▸ **Task brief**: Retype each of the items below word for word, keeping every line as it is.

Excerpts from a point labeling dataset:
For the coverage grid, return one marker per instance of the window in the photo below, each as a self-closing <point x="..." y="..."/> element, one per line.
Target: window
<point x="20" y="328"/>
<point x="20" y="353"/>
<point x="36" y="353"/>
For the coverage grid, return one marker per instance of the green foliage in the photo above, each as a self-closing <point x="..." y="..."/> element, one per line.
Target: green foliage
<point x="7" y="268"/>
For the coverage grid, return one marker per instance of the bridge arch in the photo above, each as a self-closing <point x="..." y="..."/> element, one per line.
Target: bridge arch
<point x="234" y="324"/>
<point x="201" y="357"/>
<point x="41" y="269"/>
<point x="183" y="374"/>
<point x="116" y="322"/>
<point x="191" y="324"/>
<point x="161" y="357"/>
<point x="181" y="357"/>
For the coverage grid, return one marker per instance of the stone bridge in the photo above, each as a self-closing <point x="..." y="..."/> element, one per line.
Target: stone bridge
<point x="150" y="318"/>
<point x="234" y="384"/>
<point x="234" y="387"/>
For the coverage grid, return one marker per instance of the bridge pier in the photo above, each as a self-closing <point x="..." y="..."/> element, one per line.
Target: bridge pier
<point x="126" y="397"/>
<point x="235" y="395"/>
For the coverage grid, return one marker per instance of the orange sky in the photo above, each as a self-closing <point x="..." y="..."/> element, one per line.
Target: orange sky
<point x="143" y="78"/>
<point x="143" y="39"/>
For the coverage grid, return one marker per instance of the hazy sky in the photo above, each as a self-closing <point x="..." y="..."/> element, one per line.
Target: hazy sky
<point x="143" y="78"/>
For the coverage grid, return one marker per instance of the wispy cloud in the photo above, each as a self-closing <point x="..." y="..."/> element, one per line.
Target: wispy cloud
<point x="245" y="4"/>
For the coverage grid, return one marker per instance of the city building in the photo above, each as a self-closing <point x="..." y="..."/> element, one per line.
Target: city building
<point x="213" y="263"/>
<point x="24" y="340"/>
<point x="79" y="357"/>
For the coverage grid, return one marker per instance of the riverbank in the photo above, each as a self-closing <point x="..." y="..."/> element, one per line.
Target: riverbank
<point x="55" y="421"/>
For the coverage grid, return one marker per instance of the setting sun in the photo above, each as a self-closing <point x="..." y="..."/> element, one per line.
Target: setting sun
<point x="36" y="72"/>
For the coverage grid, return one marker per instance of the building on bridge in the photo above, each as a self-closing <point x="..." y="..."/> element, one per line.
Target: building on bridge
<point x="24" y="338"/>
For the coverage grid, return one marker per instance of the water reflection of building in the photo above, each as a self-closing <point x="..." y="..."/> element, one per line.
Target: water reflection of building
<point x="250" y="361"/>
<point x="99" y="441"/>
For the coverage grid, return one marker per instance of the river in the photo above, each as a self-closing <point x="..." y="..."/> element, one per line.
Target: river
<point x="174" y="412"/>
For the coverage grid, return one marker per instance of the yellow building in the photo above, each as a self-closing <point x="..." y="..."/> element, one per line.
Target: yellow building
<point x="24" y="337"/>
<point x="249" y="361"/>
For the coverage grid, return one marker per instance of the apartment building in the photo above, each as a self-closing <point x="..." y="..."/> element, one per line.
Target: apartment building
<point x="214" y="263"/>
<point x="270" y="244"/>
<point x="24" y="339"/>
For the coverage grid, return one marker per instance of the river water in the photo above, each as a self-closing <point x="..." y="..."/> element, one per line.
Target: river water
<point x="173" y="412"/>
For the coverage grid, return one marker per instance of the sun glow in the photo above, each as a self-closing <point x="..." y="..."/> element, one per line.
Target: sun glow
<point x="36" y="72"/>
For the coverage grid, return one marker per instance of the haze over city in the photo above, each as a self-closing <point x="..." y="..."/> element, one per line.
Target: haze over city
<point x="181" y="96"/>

▸ **Task solution**:
For the coverage grid, return one marker per instance of the window in the photo below, each as a self-closing <point x="..." y="..."/> element, one per line.
Target: window
<point x="20" y="328"/>
<point x="20" y="353"/>
<point x="36" y="353"/>
For the coverage grid, return one marker per instance of the green foliage in the photo above, each as a self-closing <point x="..." y="..."/> element, one per line.
Target: green foliage
<point x="7" y="268"/>
For the coverage grid, return one marker per instance of the bridge arch in the photo above, each as a self-closing <point x="..." y="..."/> element, one per line.
Target: bridge arch
<point x="234" y="324"/>
<point x="201" y="357"/>
<point x="41" y="269"/>
<point x="183" y="374"/>
<point x="116" y="322"/>
<point x="191" y="324"/>
<point x="161" y="357"/>
<point x="181" y="357"/>
For the coverage grid, return one marker per instance of the stone bridge in the photo above, each as a self-closing <point x="..." y="..."/> element, one per line.
Target: stone bridge
<point x="150" y="318"/>
<point x="234" y="384"/>
<point x="234" y="387"/>
For the coverage grid, return one marker per instance of the bridge pier in the photo above, each as a self-closing <point x="..." y="..."/> element, one per line.
Target: bridge pier
<point x="126" y="397"/>
<point x="235" y="395"/>
For the coverage grid, return one marker per instance of the orange sky in the photo above, each as a self-closing <point x="..." y="..."/> element, one per line.
Target: orange sky
<point x="143" y="78"/>
<point x="143" y="39"/>
For the coverage grid, return one marker per instance of the hazy sky in the photo above, each as a self-closing <point x="..." y="..."/> element, one per line.
Target: hazy sky
<point x="143" y="78"/>
For the coverage grid, return one marker per instance of the wispy cloud in the photo above, each as a self-closing <point x="..." y="..."/> element, one per line.
Target: wispy cloud
<point x="245" y="4"/>
For the coverage grid, return one marker per instance of the city building in the photo above, each as a self-closing <point x="..." y="..."/> element, one per line.
Target: city building
<point x="213" y="263"/>
<point x="24" y="340"/>
<point x="79" y="357"/>
For the coverage grid, return one marker per instance of the riverbank in the photo above, each as a self-closing <point x="..." y="..."/> element, one per line.
Target: riverbank
<point x="55" y="421"/>
For the coverage grid, return one marker per instance of the setting sun in the photo above, each as a self-closing <point x="..." y="..."/> element, one per line.
Target: setting sun
<point x="36" y="72"/>
For the coverage grid, return one marker per instance of the building on bridge in the photo above, each as a self-closing <point x="..." y="..."/> element, one per line.
Target: building on bridge
<point x="24" y="338"/>
For the coverage grid, return one marker per instance of the water reflection of building in the photo above, each as a self-closing <point x="..." y="..."/> element, one per line.
Target: water reflection of building
<point x="250" y="361"/>
<point x="99" y="441"/>
For the coverage grid, return one marker per instance of the river in the photo above, each as a self-closing <point x="..." y="..."/> element, one per line.
Target: river
<point x="174" y="412"/>
For the coverage grid, return one marker per instance of the yellow building in the photo above, each as a self-closing <point x="..." y="..."/> element, one per line.
Target: yellow building
<point x="24" y="337"/>
<point x="249" y="361"/>
For the coverage grid, return one marker per instance of the apartment building in the photo above, each as a self-closing <point x="..." y="..."/> element, one per line.
Target: apartment building
<point x="214" y="263"/>
<point x="270" y="244"/>
<point x="24" y="339"/>
For the coverage grid, return one marker per instance of the river water in the photo above, each as a self-closing <point x="..." y="..."/> element, one per line.
Target: river water
<point x="173" y="412"/>
For the coverage grid, return one marker per instance of the sun glow in the photo above, each as a self-closing <point x="..." y="..."/> element, one per line.
Target: sun glow
<point x="36" y="72"/>
For the coverage grid, return one marker per instance of the haze over city in the photo above, each as a self-closing <point x="..." y="..."/> element, one per line.
Target: haze over city
<point x="181" y="96"/>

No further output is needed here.